**短い課題**.
掲載テキストの「意識するっていうよりも、僕ら」から「かしいなあという感じでした。」までの部分を、一字も変えずに書き出してください。

━━ 掲載テキスト

意識するっていうよりも、僕らも普通に年をとっているんですね。彼の成長もあったし、社長という立場になっていることで責任感が生まれたのかなという感じですね。

――5年の間にヒロに何があったかは描かれるんですか?

具体的に説明はされてないんですけど、クレアが全世界に能力者がいるということを公表したあと、ヒロはあまり表には出なかった。ヒーロー業というものを退職したみたいな感じで。長期休暇みたいな感じかな。あんまり目立った行動はしていなくて。彼の純粋さと正義感もまだあるけど、「ヤマガト・インダストリーズ」の社長になっちゃったので。責任がありますからね。

――久しぶりにヒロを演じた感じはいかがでしたか?

全然違和感はなかったですね。共演するのがジャック(・コールマン)とが多かったので。ほとんどのシーンが昔のシリーズのキャストと一緒だったので、同窓会の気分でしたね。監督さんもシリーズの総指揮をしていた1人でしたし、ティム氏もいたし、懐かしいなあという感じでした。

――すぐに当時に戻った感じですか?

けっこうハードなアクションをやってて、当時とはちょっと違うなとは思いましたね。昔は刀1つでサムライ系だったのが、今回は短刀を2つ使っているんです。「パワーアップしたい」って言われて。いやいや、刀の数を増やせばいいもんじゃないって。『HEROES Reborn/ヒーローズ・リボーン』のさらにRebornだったら三刀流になるのかって(笑)。口にくわえたりしてね(笑)。「これはサムライじゃない、ニンジャだ」って言ったんですよ。戦い方もどっちかというと中国のマーシャルアーツみたいに、乱舞みたいな感じで。サムライじゃないなあ…って(笑)。

━━━━
━━ データセット行

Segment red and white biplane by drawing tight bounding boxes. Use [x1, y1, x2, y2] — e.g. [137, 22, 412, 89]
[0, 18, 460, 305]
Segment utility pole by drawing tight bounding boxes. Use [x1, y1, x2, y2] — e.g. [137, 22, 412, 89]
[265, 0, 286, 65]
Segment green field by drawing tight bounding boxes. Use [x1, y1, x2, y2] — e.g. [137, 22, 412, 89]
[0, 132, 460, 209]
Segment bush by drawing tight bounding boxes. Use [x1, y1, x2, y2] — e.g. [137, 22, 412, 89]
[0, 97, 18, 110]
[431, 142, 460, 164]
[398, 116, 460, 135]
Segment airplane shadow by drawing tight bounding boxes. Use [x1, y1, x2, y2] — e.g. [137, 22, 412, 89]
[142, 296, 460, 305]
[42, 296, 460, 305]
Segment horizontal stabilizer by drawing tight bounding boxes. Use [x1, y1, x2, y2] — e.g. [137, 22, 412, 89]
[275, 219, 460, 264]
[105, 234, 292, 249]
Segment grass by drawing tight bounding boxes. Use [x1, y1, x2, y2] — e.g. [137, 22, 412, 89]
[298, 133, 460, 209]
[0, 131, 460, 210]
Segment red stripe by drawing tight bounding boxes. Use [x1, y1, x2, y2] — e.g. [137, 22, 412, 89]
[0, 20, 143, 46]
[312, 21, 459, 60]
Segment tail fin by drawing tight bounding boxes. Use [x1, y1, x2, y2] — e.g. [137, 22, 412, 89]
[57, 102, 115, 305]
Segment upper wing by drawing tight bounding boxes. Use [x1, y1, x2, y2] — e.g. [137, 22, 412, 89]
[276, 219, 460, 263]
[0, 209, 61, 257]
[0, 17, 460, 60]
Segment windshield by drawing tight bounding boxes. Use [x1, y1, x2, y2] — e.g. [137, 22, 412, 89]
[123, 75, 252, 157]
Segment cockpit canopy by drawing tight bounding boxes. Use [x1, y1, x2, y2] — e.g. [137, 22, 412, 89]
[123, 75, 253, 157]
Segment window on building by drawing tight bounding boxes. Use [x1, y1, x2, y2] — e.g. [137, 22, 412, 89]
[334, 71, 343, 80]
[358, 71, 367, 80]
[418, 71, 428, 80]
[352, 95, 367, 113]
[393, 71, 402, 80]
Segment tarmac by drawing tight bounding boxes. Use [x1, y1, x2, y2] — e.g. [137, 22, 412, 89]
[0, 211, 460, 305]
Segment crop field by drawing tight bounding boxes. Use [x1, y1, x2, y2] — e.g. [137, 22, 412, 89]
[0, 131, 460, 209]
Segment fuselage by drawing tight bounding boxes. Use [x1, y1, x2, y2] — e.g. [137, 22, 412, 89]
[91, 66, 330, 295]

━━━━

**課題の解答**.
意識するっていうよりも、僕らも普通に年をとっているんですね。彼の成長もあったし、社長という立場になっていることで責任感が生まれたのかなという感じですね。

――5年の間にヒロに何があったかは描かれるんですか?

具体的に説明はされてないんですけど、クレアが全世界に能力者がいるということを公表したあと、ヒロはあまり表には出なかった。ヒーロー業というものを退職したみたいな感じで。長期休暇みたいな感じかな。あんまり目立った行動はしていなくて。彼の純粋さと正義感もまだあるけど、「ヤマガト・インダストリーズ」の社長になっちゃったので。責任がありますからね。

――久しぶりにヒロを演じた感じはいかがでしたか?

全然違和感はなかったですね。共演するのがジャック(・コールマン)とが多かったので。ほとんどのシーンが昔のシリーズのキャストと一緒だったので、同窓会の気分でしたね。監督さんもシリーズの総指揮をしていた1人でしたし、ティム氏もいたし、懐かしいなあという感じでした。